▸ Exercise aim
Starting with the line that holds "Q: Point to the man's", copy out each remaining line of the listing below, up to and including the last one, and include nothing else.

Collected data
>> begin

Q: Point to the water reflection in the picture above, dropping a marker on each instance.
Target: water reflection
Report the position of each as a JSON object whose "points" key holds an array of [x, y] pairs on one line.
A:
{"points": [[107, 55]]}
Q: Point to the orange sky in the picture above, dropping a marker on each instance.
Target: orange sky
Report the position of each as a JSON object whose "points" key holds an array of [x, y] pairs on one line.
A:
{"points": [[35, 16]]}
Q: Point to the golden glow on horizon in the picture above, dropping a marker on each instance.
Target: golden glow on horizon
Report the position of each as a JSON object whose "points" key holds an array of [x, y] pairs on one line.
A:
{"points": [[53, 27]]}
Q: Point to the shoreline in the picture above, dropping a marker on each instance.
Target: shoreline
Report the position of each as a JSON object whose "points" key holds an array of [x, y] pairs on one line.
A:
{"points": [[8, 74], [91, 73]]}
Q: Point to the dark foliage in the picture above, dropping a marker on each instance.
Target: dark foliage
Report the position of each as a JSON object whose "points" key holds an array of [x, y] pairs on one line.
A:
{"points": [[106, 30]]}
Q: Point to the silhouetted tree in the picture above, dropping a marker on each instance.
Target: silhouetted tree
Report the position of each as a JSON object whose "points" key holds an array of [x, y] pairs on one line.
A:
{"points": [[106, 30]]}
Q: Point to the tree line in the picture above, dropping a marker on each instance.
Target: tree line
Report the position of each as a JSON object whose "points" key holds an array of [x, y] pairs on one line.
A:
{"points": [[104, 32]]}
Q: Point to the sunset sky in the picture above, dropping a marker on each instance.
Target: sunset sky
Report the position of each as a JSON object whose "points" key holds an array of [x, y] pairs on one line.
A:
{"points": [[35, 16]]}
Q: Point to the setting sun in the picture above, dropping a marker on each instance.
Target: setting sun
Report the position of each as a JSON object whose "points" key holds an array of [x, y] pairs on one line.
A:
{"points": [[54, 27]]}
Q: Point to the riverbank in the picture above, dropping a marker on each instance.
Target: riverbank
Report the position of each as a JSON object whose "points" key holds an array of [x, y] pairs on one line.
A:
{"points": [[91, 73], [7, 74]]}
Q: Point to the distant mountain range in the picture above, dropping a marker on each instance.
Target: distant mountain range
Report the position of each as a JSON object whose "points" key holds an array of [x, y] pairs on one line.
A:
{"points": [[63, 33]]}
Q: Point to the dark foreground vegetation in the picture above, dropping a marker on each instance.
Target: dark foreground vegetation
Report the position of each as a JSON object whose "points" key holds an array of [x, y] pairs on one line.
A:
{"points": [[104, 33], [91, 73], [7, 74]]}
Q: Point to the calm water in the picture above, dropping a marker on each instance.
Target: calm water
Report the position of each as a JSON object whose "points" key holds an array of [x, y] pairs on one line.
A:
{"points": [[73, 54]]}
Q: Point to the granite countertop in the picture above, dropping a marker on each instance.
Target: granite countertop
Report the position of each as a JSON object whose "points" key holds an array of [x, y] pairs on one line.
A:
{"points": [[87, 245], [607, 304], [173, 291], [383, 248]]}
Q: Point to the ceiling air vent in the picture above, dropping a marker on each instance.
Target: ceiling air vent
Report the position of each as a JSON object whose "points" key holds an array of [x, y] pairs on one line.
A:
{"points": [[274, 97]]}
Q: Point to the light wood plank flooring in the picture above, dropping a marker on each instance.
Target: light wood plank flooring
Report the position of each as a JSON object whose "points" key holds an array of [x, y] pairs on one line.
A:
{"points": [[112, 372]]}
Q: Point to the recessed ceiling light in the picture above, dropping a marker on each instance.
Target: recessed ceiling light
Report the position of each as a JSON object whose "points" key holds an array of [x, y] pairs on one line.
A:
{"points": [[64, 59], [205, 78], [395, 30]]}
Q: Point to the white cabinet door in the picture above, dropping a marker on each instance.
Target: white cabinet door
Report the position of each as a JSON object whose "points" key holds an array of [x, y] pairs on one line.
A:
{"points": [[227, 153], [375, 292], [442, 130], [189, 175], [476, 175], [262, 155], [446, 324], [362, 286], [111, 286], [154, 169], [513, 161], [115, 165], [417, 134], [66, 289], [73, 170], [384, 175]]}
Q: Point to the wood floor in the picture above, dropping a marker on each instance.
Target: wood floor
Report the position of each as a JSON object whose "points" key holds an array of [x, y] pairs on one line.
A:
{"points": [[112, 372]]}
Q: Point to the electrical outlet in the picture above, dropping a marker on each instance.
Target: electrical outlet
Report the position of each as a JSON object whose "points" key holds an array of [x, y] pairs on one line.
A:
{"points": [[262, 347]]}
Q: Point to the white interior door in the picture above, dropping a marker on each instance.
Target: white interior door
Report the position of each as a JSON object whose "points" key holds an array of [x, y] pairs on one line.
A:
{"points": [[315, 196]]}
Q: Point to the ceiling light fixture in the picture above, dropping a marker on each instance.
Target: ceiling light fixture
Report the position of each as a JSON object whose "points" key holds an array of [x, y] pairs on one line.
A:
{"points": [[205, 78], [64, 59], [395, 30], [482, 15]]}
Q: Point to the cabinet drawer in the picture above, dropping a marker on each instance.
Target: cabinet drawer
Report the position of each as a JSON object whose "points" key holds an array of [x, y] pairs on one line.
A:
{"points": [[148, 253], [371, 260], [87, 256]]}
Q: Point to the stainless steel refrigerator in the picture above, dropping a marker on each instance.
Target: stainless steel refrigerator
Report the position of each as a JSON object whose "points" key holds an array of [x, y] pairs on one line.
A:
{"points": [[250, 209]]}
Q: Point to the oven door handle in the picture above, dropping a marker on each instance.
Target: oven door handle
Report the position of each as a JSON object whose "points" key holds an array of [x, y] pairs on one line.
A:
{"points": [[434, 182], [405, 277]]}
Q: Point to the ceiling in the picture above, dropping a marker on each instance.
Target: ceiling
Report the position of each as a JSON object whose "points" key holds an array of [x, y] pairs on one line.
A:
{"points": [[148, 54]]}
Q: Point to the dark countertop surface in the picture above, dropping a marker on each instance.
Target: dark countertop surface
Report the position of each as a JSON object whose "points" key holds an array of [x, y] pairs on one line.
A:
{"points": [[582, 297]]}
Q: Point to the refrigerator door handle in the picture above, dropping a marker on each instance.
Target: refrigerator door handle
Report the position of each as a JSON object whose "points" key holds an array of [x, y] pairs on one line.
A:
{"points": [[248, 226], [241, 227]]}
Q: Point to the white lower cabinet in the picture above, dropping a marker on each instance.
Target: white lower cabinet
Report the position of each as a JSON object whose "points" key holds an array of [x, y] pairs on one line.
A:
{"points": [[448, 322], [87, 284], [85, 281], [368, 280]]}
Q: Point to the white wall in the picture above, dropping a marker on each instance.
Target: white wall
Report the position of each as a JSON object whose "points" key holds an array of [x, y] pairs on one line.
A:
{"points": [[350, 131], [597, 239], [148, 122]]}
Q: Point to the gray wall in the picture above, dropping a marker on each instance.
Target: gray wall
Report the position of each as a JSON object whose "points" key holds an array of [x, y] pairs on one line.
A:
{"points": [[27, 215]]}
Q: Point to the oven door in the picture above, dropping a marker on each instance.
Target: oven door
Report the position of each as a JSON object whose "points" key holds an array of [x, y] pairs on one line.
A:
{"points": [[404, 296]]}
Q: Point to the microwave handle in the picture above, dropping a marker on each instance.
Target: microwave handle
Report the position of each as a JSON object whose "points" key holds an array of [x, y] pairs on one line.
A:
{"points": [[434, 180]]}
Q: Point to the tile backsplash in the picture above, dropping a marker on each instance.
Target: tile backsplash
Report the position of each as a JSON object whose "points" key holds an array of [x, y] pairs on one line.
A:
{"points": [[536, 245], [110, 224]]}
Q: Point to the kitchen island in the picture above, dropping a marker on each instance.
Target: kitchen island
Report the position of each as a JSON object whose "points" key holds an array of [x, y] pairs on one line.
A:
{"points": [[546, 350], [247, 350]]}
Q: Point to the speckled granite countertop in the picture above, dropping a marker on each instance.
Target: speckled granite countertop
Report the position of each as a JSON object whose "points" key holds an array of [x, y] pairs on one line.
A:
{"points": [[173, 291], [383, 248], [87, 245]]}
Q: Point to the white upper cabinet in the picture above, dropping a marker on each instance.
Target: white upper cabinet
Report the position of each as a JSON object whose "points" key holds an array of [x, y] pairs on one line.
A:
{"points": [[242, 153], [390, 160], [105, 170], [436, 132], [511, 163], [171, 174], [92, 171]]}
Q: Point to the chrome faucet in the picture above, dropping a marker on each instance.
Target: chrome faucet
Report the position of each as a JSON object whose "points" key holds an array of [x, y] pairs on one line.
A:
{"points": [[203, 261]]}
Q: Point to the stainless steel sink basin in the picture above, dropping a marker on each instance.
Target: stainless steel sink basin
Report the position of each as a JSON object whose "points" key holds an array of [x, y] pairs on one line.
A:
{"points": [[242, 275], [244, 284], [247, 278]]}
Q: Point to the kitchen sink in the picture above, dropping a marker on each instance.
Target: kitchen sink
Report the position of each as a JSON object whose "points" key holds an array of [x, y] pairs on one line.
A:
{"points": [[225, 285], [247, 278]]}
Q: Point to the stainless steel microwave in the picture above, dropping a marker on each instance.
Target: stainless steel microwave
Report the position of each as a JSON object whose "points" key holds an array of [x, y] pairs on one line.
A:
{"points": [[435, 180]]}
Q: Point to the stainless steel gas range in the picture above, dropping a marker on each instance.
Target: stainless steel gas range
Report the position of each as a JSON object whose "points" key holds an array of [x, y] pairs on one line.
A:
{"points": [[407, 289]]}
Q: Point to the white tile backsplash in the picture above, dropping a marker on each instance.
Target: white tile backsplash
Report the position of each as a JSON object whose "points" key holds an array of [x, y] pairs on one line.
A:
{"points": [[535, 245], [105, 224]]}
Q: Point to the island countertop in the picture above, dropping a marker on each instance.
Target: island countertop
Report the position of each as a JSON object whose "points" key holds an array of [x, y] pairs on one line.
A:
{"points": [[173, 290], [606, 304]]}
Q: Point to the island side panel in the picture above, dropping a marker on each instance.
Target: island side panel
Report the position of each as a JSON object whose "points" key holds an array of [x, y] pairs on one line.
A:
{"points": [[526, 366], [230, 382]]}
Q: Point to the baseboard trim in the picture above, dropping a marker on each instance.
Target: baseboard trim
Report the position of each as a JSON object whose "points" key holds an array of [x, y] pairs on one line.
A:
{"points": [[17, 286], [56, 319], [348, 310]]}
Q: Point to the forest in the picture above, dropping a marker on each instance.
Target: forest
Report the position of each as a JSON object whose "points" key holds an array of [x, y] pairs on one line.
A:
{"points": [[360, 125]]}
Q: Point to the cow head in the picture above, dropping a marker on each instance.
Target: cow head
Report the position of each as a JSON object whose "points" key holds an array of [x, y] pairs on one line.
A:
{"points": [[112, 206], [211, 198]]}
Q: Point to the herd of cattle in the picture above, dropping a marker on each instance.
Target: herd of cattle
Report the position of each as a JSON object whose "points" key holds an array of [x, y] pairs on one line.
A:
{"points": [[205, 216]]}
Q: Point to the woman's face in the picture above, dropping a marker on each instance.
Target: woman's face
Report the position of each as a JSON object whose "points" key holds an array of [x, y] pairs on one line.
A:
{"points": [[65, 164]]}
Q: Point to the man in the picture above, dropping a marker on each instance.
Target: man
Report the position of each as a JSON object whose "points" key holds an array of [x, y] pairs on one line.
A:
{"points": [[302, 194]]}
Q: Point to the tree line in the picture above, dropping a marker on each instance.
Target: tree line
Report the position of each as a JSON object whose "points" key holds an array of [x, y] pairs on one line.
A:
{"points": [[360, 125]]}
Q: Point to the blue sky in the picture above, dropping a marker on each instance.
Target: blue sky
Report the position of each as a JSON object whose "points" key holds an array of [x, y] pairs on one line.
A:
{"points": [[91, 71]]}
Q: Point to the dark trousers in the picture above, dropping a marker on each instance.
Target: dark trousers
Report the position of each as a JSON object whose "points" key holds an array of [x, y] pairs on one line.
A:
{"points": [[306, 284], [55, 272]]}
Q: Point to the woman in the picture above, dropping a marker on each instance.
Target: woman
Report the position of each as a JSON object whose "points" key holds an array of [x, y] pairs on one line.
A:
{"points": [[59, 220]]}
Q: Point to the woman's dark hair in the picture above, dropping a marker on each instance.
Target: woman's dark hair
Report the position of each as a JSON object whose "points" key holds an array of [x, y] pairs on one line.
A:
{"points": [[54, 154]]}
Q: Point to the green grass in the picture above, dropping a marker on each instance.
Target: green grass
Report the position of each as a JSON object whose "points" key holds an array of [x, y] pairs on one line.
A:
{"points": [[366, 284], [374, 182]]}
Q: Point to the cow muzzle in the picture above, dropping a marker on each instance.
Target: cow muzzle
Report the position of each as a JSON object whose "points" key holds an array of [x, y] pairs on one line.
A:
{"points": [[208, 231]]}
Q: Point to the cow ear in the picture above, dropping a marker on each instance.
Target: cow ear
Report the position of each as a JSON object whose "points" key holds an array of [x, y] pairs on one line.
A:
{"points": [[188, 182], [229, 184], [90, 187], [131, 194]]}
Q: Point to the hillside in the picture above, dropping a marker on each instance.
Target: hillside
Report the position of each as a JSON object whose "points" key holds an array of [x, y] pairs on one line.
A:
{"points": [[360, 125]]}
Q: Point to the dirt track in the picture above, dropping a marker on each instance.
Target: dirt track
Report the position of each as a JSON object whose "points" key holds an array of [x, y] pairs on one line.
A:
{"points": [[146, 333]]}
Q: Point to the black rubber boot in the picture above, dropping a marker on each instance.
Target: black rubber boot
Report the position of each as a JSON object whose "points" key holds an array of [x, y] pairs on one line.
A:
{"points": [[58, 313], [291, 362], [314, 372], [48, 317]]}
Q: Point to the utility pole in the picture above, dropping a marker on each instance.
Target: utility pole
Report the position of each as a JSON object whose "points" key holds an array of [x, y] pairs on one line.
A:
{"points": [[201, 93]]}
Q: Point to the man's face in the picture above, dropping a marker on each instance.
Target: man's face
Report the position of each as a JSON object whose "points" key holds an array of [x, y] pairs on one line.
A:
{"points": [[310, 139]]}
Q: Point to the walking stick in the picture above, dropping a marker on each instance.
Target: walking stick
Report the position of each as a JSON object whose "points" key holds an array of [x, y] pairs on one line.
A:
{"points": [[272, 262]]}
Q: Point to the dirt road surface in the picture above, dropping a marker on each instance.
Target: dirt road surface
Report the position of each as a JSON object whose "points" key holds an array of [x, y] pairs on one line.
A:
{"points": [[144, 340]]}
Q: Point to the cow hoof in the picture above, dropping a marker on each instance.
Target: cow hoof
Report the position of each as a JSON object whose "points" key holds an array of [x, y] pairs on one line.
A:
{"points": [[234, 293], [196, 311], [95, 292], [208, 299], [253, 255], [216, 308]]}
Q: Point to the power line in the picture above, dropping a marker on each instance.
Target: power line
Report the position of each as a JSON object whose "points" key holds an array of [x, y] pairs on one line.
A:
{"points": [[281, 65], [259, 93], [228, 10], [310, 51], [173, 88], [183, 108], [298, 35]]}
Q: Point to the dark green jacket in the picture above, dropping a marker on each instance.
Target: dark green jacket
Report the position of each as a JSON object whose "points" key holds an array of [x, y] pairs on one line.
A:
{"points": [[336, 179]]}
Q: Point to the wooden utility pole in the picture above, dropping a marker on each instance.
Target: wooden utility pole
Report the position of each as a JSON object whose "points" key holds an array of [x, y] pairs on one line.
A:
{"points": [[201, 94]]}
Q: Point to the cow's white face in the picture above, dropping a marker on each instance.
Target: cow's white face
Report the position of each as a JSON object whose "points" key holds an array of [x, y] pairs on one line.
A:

>> end

▸ Output of the task
Q: Point to the man's face in the picture above, dropping a marker on each instance.
Target: man's face
Report the position of each as a JSON object whose "points" key holds an array of [x, y] pairs on one line.
A:
{"points": [[310, 139]]}
Q: Point to the walking stick in the picture above, dropping a marker on each instance.
Target: walking stick
Report the position of each as a JSON object whose "points" key holds an array of [x, y] pairs on one line.
A:
{"points": [[272, 262]]}
Q: Point to the dirt road surface in the picture above, dropping a marker on each instance.
Target: dirt road surface
Report the position of each as a JSON object whose "points" key holds an array of [x, y] pairs on one line.
A:
{"points": [[144, 340]]}
Q: Point to the cow hoof in the picture above, dropping a marker on each instance.
Target: cow hoof
Report the position of each as a JSON object whose "points" key holds an array of [x, y] pairs on one line.
A:
{"points": [[234, 293], [196, 311], [95, 292], [208, 299], [253, 255], [216, 308]]}
Q: Point to the power line in the picture above, dropping a marker on each instance.
Target: power line
Report the position of each as a JSON object whose "points" key holds an array of [x, y] pairs on one line.
A:
{"points": [[281, 65], [259, 93], [228, 10], [310, 51], [173, 88], [183, 108], [298, 35]]}
Q: Point to the dark green jacket in the picture above, dropping a marker on each instance.
Target: dark green jacket
Report the position of each as a JSON object whose "points" key holds an array of [x, y] pairs on one line.
A:
{"points": [[336, 179]]}
Q: Point to the wooden utility pole in the picture above, dropping a marker on each instance.
Target: wooden utility pole
Report the position of each as a JSON object whose "points" key holds an array of [x, y] pairs on one line.
A:
{"points": [[201, 94]]}
Q: Point to the cow's white face in the picture above, dropping a marker on each instance.
Target: cow's white face
Report the position of each as a JSON object whose "points" key holds an array of [x, y] pairs on one line.
A:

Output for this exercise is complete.